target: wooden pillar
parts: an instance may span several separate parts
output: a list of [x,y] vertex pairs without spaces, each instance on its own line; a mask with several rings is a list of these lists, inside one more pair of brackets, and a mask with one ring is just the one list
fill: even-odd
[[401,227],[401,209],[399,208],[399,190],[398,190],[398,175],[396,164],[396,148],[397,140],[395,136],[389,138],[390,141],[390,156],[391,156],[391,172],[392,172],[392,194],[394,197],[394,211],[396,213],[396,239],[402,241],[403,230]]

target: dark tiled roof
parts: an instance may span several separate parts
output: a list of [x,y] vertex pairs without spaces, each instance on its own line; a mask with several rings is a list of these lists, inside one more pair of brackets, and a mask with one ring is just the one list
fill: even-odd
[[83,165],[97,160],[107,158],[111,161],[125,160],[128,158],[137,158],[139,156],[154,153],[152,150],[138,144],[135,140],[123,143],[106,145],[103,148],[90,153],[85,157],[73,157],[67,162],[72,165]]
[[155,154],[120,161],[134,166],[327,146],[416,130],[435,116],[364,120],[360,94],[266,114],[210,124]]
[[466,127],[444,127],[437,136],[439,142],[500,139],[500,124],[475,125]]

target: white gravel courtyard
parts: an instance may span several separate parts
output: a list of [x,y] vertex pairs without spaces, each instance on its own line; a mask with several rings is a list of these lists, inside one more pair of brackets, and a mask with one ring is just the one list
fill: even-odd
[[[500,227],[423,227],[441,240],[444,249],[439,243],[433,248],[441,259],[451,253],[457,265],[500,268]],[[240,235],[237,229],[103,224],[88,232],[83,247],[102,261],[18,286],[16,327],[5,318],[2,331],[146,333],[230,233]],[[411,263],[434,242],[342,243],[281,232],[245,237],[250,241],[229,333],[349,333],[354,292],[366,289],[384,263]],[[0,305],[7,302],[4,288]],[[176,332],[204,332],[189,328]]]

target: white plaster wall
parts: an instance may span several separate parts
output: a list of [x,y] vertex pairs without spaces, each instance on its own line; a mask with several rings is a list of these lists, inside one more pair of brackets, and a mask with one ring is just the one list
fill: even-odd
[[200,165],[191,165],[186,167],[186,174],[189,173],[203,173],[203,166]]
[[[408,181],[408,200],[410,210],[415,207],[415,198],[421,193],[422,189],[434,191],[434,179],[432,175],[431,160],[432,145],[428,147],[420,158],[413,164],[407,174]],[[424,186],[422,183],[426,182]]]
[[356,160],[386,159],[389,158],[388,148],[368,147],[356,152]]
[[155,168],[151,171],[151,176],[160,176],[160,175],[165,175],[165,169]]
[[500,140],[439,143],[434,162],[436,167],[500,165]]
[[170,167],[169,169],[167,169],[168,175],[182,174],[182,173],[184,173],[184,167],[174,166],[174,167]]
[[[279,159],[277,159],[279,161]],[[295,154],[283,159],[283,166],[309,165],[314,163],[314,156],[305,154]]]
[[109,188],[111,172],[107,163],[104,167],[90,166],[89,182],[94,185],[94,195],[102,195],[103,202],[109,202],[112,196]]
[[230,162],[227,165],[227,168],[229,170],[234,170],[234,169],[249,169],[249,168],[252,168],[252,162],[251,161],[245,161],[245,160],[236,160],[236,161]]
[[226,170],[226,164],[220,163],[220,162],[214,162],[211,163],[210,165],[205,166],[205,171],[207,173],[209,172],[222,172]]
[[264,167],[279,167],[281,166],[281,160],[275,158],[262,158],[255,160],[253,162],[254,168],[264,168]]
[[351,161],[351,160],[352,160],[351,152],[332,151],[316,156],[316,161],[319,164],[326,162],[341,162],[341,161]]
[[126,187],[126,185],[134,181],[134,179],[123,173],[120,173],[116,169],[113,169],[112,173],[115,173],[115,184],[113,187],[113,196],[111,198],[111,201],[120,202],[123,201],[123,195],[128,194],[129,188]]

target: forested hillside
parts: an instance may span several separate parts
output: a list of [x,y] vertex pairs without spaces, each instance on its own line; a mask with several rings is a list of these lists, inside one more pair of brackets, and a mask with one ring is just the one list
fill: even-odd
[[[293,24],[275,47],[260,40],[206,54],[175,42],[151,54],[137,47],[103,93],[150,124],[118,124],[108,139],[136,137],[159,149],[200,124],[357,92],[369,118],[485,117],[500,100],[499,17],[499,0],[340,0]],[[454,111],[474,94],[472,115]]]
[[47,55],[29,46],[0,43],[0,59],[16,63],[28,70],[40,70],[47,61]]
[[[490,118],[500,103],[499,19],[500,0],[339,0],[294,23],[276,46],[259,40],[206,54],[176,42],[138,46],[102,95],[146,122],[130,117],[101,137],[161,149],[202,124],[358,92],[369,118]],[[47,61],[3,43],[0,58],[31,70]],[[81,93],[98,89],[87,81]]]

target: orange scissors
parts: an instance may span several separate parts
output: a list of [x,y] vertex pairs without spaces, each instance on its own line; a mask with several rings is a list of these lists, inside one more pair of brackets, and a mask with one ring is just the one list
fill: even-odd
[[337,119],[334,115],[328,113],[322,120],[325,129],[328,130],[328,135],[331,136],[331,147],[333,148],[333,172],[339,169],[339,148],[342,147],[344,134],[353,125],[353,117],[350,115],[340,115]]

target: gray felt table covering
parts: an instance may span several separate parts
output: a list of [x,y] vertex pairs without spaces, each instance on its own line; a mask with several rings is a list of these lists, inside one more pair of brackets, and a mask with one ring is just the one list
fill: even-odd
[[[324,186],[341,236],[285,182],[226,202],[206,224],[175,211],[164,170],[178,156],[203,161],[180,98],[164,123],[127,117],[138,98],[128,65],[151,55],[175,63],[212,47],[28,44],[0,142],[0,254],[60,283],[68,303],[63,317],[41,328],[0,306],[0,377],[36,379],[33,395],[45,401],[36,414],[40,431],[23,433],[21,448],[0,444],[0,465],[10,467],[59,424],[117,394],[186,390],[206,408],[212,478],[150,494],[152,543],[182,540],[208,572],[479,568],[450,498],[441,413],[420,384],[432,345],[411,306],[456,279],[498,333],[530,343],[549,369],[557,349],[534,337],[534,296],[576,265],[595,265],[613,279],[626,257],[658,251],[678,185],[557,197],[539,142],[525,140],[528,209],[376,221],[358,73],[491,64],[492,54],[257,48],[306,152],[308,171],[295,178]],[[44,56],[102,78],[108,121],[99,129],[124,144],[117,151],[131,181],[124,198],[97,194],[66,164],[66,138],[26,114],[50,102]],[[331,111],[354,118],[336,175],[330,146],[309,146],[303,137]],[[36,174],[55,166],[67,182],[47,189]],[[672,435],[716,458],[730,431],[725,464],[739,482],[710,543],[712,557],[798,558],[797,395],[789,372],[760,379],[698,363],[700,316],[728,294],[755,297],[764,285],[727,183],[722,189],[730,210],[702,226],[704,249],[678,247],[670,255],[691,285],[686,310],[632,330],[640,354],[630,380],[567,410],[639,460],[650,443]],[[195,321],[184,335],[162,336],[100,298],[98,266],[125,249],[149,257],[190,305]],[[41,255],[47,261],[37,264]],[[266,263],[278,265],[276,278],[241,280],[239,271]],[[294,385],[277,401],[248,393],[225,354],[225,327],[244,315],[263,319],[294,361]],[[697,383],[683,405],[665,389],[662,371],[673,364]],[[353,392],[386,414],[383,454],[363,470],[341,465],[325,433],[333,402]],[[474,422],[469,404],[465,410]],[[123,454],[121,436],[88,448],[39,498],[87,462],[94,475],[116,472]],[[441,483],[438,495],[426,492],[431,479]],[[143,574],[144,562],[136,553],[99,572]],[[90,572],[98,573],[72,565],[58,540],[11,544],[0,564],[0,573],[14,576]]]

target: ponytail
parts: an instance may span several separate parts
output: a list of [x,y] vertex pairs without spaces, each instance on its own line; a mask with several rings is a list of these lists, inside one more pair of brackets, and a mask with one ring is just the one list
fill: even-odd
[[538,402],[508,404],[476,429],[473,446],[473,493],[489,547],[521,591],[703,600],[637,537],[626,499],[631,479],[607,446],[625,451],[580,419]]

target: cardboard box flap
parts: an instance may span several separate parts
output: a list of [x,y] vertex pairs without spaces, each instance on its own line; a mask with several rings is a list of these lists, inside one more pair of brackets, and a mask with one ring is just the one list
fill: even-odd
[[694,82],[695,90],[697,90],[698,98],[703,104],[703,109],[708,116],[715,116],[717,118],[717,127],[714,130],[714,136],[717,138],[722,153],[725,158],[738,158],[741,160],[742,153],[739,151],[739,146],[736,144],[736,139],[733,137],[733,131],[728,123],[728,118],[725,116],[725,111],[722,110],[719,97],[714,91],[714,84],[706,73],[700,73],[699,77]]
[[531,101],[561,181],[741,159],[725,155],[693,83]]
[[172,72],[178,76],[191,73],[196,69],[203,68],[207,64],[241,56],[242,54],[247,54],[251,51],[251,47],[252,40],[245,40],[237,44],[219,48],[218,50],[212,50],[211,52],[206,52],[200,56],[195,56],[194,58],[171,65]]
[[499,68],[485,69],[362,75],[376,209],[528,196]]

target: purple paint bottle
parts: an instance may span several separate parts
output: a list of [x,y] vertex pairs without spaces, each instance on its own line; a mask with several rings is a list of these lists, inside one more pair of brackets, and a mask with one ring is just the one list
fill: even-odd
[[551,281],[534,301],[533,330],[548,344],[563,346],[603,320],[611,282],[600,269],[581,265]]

Action item
Using the data above, say how many lines include the word "target". Write only that number.

Expected answer
10